● WHAT IS BEING ASKED: The data must be written out once more, precisely as given.

━━━ EXERCISE DATA ━━━

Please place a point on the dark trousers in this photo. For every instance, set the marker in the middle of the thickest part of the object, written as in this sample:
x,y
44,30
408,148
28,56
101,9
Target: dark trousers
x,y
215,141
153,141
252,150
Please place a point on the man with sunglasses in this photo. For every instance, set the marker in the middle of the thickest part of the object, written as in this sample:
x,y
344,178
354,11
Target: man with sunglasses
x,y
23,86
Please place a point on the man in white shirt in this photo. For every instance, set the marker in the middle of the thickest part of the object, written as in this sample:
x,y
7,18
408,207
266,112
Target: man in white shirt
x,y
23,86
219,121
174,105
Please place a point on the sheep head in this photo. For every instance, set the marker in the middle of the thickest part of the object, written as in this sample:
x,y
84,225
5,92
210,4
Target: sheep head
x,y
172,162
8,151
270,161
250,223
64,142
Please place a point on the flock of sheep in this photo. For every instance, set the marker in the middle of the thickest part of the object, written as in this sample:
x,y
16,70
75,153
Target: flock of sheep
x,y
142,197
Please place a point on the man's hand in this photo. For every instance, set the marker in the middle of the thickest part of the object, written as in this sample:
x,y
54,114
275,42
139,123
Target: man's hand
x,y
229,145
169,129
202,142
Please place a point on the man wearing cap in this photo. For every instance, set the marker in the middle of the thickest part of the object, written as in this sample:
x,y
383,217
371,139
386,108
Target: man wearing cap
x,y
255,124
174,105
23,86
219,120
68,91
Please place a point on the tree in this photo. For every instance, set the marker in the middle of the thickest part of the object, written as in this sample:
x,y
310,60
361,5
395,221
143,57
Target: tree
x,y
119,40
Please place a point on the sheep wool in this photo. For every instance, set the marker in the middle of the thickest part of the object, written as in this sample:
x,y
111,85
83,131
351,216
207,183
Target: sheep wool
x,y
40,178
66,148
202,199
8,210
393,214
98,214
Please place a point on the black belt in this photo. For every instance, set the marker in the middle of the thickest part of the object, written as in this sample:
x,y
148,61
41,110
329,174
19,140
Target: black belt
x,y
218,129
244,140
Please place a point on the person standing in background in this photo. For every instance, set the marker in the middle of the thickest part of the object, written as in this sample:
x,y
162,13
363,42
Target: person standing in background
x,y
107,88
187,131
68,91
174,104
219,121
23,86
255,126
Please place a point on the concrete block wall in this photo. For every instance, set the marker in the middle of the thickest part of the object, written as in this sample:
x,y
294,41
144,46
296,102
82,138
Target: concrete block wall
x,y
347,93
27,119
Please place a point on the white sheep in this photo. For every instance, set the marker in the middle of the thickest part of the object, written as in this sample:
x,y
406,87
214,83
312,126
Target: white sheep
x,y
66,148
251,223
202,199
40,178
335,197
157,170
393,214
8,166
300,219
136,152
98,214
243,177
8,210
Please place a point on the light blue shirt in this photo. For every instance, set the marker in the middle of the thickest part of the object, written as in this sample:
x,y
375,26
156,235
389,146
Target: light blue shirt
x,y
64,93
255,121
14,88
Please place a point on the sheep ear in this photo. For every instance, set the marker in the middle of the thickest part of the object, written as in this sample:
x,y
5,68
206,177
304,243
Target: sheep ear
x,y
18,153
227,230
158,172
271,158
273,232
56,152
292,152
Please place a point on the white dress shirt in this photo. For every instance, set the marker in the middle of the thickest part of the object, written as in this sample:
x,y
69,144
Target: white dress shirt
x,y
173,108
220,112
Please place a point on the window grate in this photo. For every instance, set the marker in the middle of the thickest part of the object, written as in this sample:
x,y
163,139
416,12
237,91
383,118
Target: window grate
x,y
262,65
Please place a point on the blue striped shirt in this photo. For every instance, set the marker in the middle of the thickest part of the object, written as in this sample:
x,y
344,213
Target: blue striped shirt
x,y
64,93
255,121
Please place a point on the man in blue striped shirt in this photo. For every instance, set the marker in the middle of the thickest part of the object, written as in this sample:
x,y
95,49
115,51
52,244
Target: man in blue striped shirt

━━━

● FINISHED TASK:
Please place a point on the dark trousers in this photo. For every instance, set the marker in the middle of the thickest part of the object, written as in this sample:
x,y
44,30
408,148
28,56
101,9
Target: dark trousers
x,y
215,141
153,141
252,150
Please place a point on the man with sunglasses in this photo. For every instance, set the marker in the middle of the thickest part of the object, written as in this sample:
x,y
344,178
354,11
Target: man with sunglasses
x,y
23,86
Please place a point on the man in white shirt in this photo. For every instance, set the marker in the middle of the thickest part of the object, written as in this sample:
x,y
7,18
408,207
266,112
Target: man in white shirt
x,y
23,86
219,121
174,105
Please place a point on the sheep head in this photo. For every instance, set the marker in the middle of the thickest part of the object, written as in this sample:
x,y
84,225
5,92
210,4
Target: sheep head
x,y
172,162
8,151
270,161
250,223
64,142
Please place a point on the flock of sheep in this photo. For every instance, set the marker in the middle of the thickest part of the object, written as in this sample:
x,y
16,70
75,153
Target: flock of sheep
x,y
142,197
Please place a point on the man's hand in this photo. For every instance, set the marker in the middle of the thickest part of the object, written as in this sample:
x,y
54,114
275,42
139,123
Target: man's hand
x,y
229,145
169,129
202,142
Please place a point on the man wearing cap in this photo. For every instance, set the marker in the middle of the thickest part of the object, written as in this sample:
x,y
383,217
371,139
386,108
Target: man wearing cap
x,y
255,124
174,105
23,86
219,120
68,91
Please place a point on the tree in this photo. For every instance, set the marker in the middle of the thickest part of the object, written as in this sample:
x,y
310,60
361,5
395,221
143,57
Target: tree
x,y
119,40
Please place a point on the sheep wool in this photo. For every instance, set the marker in the middle of the thickest part of the object, written as in this sample:
x,y
111,85
83,131
351,216
207,183
Target: sheep wool
x,y
40,178
66,148
202,199
8,210
393,214
98,214
Please place a point on the black belt in this photo. For every instance, set the marker in the middle of the thickest part of the object, written as in this sample:
x,y
148,61
41,110
329,174
19,140
Target: black belt
x,y
218,129
244,140
Please place a point on the person standing in background in this photo. For every instance, set the marker in the middle of the thickest part of the object, written as in this sample:
x,y
162,13
363,42
Target: person standing in background
x,y
107,88
187,131
68,91
174,104
219,121
23,86
255,126
Please place a point on the concrete block wall in this photo. For every instance, set the marker in the middle of the thickest part of the object, written as in this sample:
x,y
294,41
144,46
296,102
82,138
Target: concrete block wall
x,y
347,93
27,119
Please place a point on the white sheep in this photo. For every instance, set the marker in the middle of the thickest part of the object, written as in this sample:
x,y
406,87
214,83
312,126
Target: white sheep
x,y
66,148
251,223
202,199
40,178
335,197
157,170
393,214
8,166
300,219
136,152
98,214
243,177
8,210
Please place a point on the light blue shirt in this photo. For every instance, set the marker in the middle of the thickest part of the object, written as in this sample:
x,y
375,26
156,235
389,146
Target: light blue shirt
x,y
64,93
255,121
14,88
Please place a point on the sheep ear in this photo. For every instance, set the marker in the middle of the thickest part of the object, written as in this sample:
x,y
5,68
206,177
304,243
Target: sheep ear
x,y
18,153
227,230
158,172
271,158
273,232
56,152
292,152
Please place a point on the white dress shirt in this photo. For every instance, set the marker in the middle of the thickest part of the object, written as in this sample:
x,y
69,144
Target: white dress shirt
x,y
173,108
220,112
Please place a point on the window grate in this photo. For every instance, set the marker in the middle of the thickest part of the object, written as in this sample:
x,y
163,139
416,12
237,91
383,118
Target: window grate
x,y
262,65
Please place a point on the blue striped shirt in this photo. For every instance, set the marker in the middle of the thickest part of the object, written as in this sample:
x,y
344,213
Target: blue striped shirt
x,y
64,93
255,121
Please place a point on the man in blue striped shirt in this photo. For every instance, set the marker in the middle of the thickest part of the object, written as in this sample:
x,y
95,49
115,51
52,244
Target: man in blue striped shirt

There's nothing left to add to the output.